[Begin Provided passage]
What better tidings?


Of all the immediate consequences of our Lord's mission

the gift of the Spirit is the most precious, embracing

regeneration, sanctification, comfort, strength & gladness!


To give the Holy Spirit to Christians was the main object

of His coming.


"the planting of the Lord that He might be glorified"


Nothing gives so much glory to God as the proved

righteousness of saints!





A company of faithful men, who persistently and

determinately "eschew evil and do good", who lead

holy lives and "shine like lights in the world",  "adorning

the doctrine of God their Saviour in all things" and are the

"salt of the earth"


v. 2 – “To proclaim the acceptable year of the Lord. An “acceptable

year,” or “year of acceptance,” is a space of time during which God would

be pleased to accept such as repented and turned to Him. It is, of course,

not intended to limit the space to a “year.” The space is rather the term of

our sojourn here below – “The day of vengeance” - The “day” of vengeance

is contrasted with the “year” of acceptance, to indicate God’s long-suffering

and patience towards sinners (comp. Isaiah 34:8; and see also Exodus 20:5, 6).

To comfort all that mourn”; i.e. all who “sorrow after a godly sort”

(2 Corinthians 7:11) — all who mourn their transgressions and shortcomings,

theirsins, negligences, and ignorances,” with a hearty desire to be rid of them,

and to serve God truly in the future.


v. 3 – “To appoint… to give” -  The latter expression is a correction of

the former, which was not wide enough. Messiah is sent to give to the

godly mourners:


  • “beauty for ashes”; or “a crown for ashes,” i.e. a crown of glory in lieu

      of the ashes of repentance which it was customary to sprinkle upon the



  • “the oil of joy for mourning”; or the anointing of the Spirit in lieu of

      that plenteousness of tears which naturally belonged to mourners; and


  • “the garment of praise for the spirit of heaviness” - or a glad heart

      inclined to praise God, in lieu of a heavy one inclined to despair. Christian

      experience witnesses to the abundant accomplishment of all these purposes.



“That they might be called trees of righteousness” -  literally,

oaks of righteousness, or strong and enduring plants in the garden of God,

planted by Him, in order that through them “He might be glorified- Nothing

gives so much glory to God as the proved righteousness of His saints. The

planting of the Lord; i.e. “which He has planted” and caused to grow, and

rendered righteous. The righteousness, though it is their own, an indwelling

quality, has nevertheless come from Him (comp. Isaiah 60:21).










ISRAEL. Having proclaimed the objects of His own mission, “the Servant”
[End Provided passage]
● Exercise 1: In the commentary, why is the "day" of vengeance set against the "year" of acceptance?
● Exercise 2: Retype the commentary word for word, everything from "To give the" down to "righteousness of saints!".
The lines that come after this point are drawn from a separate source.
[Begin Data listing]
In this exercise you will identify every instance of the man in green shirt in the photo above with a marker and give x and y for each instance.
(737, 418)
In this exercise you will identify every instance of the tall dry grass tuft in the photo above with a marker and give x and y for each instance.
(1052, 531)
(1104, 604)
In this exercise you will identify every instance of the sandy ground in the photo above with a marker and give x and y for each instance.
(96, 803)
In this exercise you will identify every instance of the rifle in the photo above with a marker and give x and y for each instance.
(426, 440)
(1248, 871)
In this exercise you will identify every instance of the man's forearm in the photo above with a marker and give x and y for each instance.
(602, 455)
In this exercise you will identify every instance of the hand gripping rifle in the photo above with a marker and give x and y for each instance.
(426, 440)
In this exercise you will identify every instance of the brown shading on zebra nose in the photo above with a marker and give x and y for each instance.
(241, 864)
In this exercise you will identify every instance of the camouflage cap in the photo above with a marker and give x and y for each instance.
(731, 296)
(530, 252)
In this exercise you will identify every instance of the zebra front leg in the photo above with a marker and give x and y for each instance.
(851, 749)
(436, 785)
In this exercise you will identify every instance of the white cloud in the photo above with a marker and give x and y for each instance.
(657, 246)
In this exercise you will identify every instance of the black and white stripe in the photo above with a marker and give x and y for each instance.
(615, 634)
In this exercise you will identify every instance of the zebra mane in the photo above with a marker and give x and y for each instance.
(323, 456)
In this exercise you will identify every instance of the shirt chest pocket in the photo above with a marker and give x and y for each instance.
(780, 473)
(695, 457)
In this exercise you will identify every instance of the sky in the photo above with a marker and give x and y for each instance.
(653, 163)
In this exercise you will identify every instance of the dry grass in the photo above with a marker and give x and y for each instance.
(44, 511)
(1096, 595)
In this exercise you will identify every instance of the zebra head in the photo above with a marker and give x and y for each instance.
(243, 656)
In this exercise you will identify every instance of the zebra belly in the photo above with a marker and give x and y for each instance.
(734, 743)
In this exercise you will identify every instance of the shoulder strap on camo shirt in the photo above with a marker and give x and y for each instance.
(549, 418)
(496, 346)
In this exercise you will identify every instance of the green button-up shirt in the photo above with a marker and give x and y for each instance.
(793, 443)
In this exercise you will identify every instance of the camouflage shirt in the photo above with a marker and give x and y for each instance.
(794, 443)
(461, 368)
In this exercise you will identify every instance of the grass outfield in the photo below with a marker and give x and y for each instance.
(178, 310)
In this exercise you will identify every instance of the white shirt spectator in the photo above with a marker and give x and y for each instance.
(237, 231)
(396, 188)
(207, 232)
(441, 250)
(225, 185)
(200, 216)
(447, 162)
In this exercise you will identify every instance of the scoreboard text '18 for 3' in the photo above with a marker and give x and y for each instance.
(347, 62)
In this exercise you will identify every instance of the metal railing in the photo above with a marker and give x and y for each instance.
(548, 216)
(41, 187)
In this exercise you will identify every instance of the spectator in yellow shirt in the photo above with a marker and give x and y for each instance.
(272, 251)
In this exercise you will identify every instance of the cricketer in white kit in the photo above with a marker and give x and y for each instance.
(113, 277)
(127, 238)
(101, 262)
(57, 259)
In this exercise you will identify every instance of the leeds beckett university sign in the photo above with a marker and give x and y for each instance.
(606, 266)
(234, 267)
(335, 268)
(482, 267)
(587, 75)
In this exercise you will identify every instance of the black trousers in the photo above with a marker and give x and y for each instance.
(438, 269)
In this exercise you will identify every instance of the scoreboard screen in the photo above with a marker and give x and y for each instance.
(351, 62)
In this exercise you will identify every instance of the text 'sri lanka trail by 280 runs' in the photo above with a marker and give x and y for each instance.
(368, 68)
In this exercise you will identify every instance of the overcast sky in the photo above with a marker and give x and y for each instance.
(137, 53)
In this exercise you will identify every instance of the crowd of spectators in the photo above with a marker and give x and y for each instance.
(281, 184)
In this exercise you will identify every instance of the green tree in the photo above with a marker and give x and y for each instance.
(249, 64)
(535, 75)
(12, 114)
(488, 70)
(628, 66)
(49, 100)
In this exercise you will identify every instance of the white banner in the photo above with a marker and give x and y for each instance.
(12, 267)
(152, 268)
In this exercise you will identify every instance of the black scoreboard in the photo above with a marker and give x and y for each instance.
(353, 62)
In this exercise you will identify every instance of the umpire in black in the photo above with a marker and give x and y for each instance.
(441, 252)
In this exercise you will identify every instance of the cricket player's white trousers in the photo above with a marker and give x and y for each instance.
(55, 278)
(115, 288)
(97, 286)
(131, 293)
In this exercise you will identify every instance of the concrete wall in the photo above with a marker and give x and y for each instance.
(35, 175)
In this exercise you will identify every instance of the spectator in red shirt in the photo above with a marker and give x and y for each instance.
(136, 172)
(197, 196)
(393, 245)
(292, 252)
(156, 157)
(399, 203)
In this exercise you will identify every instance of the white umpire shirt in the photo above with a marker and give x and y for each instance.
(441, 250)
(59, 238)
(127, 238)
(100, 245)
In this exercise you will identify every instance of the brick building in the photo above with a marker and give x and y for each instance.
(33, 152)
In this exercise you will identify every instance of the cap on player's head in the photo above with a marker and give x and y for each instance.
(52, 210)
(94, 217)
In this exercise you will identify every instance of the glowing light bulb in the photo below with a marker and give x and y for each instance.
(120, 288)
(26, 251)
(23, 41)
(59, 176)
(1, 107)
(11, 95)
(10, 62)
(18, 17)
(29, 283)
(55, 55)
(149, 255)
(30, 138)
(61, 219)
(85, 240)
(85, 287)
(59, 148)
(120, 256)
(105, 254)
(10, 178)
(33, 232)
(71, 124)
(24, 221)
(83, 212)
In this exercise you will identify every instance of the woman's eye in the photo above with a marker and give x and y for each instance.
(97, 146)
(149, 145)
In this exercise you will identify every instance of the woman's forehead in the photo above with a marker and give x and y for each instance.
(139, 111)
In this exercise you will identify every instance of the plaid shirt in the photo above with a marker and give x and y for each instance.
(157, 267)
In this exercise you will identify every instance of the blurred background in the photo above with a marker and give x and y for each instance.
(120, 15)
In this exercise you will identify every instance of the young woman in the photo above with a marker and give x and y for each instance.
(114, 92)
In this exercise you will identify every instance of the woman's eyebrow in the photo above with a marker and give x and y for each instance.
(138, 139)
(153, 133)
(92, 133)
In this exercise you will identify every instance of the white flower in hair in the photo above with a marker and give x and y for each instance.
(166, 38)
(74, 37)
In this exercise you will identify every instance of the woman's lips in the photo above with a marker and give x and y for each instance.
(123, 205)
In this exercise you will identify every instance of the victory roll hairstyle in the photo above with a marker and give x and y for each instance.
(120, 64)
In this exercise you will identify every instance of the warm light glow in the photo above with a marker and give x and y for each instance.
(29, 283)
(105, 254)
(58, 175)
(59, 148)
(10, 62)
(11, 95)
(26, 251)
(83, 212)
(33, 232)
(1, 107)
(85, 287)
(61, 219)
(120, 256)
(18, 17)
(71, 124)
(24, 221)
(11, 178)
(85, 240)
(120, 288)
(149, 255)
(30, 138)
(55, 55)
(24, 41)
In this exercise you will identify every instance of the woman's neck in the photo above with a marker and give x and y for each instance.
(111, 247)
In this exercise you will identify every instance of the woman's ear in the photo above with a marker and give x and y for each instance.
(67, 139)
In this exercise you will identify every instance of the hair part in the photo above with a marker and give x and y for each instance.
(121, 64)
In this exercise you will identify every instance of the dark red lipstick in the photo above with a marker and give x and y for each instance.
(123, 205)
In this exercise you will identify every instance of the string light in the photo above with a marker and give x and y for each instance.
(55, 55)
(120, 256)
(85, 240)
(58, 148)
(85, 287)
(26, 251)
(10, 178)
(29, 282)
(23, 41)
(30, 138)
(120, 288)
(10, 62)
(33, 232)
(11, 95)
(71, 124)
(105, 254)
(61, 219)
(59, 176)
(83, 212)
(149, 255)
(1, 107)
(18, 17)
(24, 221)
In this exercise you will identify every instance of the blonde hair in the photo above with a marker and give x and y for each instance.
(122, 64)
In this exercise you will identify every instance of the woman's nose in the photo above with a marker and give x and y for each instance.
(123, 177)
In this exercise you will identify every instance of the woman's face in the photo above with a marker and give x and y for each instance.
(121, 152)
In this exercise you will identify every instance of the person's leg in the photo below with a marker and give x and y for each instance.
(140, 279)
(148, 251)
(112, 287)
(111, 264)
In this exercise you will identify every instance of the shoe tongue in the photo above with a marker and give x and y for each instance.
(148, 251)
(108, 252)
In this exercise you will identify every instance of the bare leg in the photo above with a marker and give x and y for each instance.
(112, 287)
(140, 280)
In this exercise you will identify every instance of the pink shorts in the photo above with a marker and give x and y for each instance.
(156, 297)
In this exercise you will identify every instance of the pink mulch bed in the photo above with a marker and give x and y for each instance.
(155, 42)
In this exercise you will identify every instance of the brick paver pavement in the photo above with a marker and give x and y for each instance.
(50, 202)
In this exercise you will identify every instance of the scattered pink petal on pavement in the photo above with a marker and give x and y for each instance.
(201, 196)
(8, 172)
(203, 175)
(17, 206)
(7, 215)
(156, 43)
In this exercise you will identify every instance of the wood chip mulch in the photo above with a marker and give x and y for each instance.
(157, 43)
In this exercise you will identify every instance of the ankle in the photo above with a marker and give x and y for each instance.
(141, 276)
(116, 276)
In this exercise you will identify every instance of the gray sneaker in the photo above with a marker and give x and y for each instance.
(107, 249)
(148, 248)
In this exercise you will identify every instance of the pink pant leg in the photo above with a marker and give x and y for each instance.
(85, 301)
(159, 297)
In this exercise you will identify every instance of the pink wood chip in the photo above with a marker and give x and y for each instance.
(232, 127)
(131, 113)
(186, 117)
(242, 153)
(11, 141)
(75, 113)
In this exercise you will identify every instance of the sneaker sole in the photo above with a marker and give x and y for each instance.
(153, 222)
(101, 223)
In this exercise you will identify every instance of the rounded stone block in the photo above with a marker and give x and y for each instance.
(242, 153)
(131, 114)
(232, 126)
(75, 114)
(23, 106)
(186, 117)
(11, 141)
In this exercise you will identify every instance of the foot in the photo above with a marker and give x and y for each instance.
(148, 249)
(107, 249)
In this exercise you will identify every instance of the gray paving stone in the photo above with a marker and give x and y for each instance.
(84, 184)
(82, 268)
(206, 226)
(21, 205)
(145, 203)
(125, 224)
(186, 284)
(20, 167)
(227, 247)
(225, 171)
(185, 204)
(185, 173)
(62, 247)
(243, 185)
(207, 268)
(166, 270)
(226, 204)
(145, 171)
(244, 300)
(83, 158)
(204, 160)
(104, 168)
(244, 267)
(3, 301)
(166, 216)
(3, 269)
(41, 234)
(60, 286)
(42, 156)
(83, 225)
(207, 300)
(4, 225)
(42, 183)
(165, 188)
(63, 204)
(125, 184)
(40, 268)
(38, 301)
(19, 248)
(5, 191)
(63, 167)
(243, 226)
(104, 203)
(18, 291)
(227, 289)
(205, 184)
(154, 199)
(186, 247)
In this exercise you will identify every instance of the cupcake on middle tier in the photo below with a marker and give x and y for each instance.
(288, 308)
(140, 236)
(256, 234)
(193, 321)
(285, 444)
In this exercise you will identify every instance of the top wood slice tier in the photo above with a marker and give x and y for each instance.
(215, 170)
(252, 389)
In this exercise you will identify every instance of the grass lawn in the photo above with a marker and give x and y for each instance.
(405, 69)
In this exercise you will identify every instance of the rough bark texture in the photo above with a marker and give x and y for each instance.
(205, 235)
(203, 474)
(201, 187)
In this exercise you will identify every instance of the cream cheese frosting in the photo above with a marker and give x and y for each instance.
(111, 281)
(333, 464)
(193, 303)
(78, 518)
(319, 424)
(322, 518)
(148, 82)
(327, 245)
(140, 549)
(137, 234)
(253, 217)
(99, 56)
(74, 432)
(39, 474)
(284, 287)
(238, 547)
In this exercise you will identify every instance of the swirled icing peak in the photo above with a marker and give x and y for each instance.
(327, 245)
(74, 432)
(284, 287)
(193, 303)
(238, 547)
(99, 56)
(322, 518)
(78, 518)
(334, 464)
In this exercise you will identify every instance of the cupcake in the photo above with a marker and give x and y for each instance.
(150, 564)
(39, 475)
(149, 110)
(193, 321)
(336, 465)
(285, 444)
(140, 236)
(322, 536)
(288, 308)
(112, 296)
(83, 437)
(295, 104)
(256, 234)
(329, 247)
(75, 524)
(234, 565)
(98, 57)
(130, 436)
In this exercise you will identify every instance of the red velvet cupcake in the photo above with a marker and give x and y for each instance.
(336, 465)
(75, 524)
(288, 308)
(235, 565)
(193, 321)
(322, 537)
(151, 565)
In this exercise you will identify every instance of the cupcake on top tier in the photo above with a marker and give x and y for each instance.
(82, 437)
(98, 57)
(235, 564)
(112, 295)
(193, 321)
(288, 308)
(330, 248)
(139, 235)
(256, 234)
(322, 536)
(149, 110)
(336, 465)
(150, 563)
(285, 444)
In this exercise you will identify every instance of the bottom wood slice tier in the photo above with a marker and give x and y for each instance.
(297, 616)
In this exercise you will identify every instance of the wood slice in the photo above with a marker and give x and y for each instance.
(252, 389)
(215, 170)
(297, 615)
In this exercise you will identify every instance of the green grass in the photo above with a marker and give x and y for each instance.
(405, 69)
[End Data listing]
● Expected answer 1: The "day" of vengeance is set against the "year" of acceptance to show God's long-suffering and patience toward sinners.

● Expected answer 2:
To give the Holy Spirit to Christians was the main object

of His coming.


"the planting of the Lord that He might be glorified"


Nothing gives so much glory to God as the proved

righteousness of saints!